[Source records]
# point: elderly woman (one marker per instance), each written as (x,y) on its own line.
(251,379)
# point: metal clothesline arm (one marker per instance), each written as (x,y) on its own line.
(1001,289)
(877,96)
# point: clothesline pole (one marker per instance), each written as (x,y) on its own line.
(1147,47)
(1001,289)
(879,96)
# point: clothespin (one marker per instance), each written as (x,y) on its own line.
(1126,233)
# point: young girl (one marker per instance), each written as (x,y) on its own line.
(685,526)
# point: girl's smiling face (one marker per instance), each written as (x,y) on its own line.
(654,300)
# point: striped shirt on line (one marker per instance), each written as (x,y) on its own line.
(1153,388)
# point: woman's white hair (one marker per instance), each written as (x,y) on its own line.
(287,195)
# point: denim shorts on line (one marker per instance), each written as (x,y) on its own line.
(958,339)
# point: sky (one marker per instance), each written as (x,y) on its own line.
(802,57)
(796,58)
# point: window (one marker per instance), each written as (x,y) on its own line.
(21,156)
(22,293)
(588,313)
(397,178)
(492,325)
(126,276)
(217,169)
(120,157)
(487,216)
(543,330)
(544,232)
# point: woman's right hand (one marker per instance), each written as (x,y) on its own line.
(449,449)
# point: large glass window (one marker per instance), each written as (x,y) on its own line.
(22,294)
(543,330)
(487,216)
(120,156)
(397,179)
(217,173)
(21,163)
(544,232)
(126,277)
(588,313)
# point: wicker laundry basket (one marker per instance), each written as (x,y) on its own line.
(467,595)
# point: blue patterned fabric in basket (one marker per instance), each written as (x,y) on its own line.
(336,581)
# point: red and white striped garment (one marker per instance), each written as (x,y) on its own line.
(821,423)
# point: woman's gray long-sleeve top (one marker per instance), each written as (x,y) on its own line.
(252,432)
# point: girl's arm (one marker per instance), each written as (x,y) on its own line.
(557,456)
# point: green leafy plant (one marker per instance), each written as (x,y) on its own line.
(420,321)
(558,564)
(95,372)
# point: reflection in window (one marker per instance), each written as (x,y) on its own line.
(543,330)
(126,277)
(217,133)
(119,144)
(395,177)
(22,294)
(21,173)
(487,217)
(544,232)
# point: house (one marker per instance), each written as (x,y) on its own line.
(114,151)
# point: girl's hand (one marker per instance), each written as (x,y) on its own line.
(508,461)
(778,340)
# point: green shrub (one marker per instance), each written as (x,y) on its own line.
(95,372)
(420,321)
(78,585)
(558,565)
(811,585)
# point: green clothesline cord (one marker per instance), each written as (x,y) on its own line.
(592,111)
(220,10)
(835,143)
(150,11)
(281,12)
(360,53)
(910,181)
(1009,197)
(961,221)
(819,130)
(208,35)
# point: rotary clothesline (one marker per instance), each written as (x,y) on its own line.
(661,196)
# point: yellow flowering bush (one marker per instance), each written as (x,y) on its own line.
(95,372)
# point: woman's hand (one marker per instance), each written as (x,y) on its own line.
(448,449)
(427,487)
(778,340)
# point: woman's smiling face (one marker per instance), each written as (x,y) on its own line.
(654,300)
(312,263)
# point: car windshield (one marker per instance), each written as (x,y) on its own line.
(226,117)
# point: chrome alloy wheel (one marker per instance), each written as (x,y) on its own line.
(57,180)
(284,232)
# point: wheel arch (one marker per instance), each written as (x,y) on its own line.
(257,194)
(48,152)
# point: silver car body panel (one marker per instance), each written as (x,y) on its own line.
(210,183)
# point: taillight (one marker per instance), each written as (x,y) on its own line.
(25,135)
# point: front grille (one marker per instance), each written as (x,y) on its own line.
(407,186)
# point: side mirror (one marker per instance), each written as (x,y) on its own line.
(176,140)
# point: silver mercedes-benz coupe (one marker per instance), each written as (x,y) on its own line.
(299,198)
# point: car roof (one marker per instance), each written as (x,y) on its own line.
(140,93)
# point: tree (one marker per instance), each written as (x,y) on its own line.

**Goal of the exercise**: Each record above has to be retyped exactly, with nothing left out.

**Task response**:
# point: elderly woman (one marker per instance), each written as (x,y) on its own line.
(251,379)
# point: metal clothesline arm (one marker per instance), each written as (x,y) on its own line.
(1001,289)
(877,96)
# point: clothesline pole (one marker per instance), each written as (x,y) on its own line.
(1147,47)
(1001,289)
(879,96)
# point: clothespin (one marker per instance), each written as (x,y) on its own line.
(1126,233)
# point: young girl (one marker per instance), each written as (x,y) on its own line.
(685,526)
# point: girl's smiling face (one marker per instance), each written as (x,y) on its own line.
(654,300)
# point: striped shirt on line (one marker per instance), each written as (x,y) on its own line.
(1153,388)
# point: woman's white hair (one marker per instance), each written as (x,y) on its own line.
(287,195)
# point: denim shorts on line (one marker per instance), each written as (x,y) on its own line.
(958,339)
# point: sky (one marker per instance), each written as (x,y) on its own line.
(802,57)
(796,58)
# point: window (one marker per instance), each written as (x,y) on its own line.
(21,156)
(22,293)
(588,313)
(397,178)
(492,325)
(126,276)
(217,169)
(120,157)
(487,216)
(543,330)
(544,232)
# point: woman's right hand (one marker per instance), each written as (x,y) on its own line.
(449,449)
# point: large glass window (one marker per instance), each written as (x,y) on its own line.
(22,294)
(543,330)
(487,216)
(120,156)
(397,179)
(217,173)
(21,163)
(544,232)
(126,277)
(588,313)
# point: wicker laundry basket (one marker per instance), each written as (x,y) on its own line.
(467,595)
# point: blue patterned fabric in basket (one marker per instance), each written as (x,y) on its own line.
(336,581)
# point: red and white striped garment (one marker per instance), each written as (x,y) on its own line.
(821,423)
# point: woman's gray long-sleeve top (one marker per instance), each written as (x,y) on its own line.
(252,432)
# point: girl's arm (one marker per instance), each written as (x,y) on its own line.
(557,456)
# point: green leafy plant (one marker per instance), each written as (x,y) on its own line.
(420,321)
(558,564)
(95,372)
# point: reflection in window (one marker per instance), each written as (x,y) on its own line.
(543,330)
(126,277)
(217,133)
(119,144)
(395,177)
(22,294)
(21,173)
(487,217)
(544,232)
# point: house (one marker per instance), each written as (x,y) on its own line.
(114,151)
# point: girl's hand (one marker per instance), each written as (x,y) on its own line.
(508,461)
(778,340)
# point: green shrub (one marker per instance), each written as (x,y) on its own line.
(95,372)
(420,321)
(78,585)
(558,565)
(811,585)
# point: green clothesline cord (one marker per instance), each written as (x,y) on its own line.
(592,111)
(220,10)
(835,143)
(150,11)
(281,12)
(360,53)
(910,181)
(1009,197)
(961,221)
(819,130)
(208,35)
# point: rotary clothesline (one marker per instance), each written as (x,y) on its own line.
(661,196)
# point: yellow flowering bush (one marker per instance), each written as (x,y) on its own line.
(95,372)
# point: woman's hand (one marker per instance), each written as (x,y) on its own line.
(448,449)
(427,487)
(778,340)
# point: woman's smiling face (one marker per instance), each written as (x,y) on its own line.
(654,300)
(312,263)
# point: car windshield (one marker per instance), each written as (x,y) on its own line.
(226,117)
# point: chrome alloy wheel (one marker per instance), each written as (x,y) on its own line.
(57,180)
(284,232)
# point: wheel arch (one marker per instance), each written as (x,y) on its own line.
(257,194)
(48,152)
# point: silver car body panel (one marker per instance), each written as (x,y) on its own line.
(210,183)
# point: taillight (one marker per instance), each written as (x,y) on its own line.
(25,135)
# point: front grille (one marker per instance), each written as (x,y) on its own line.
(407,186)
# point: side mirror (one marker per instance), each written as (x,y) on its own line.
(176,140)
# point: silver mercedes-benz coupe (one marker per instance), each written as (x,y) on its own line.
(299,198)
# point: car roof (one marker per instance), each written as (x,y) on its own line.
(140,93)
# point: tree (one marker per instance), each written as (x,y) on its own line.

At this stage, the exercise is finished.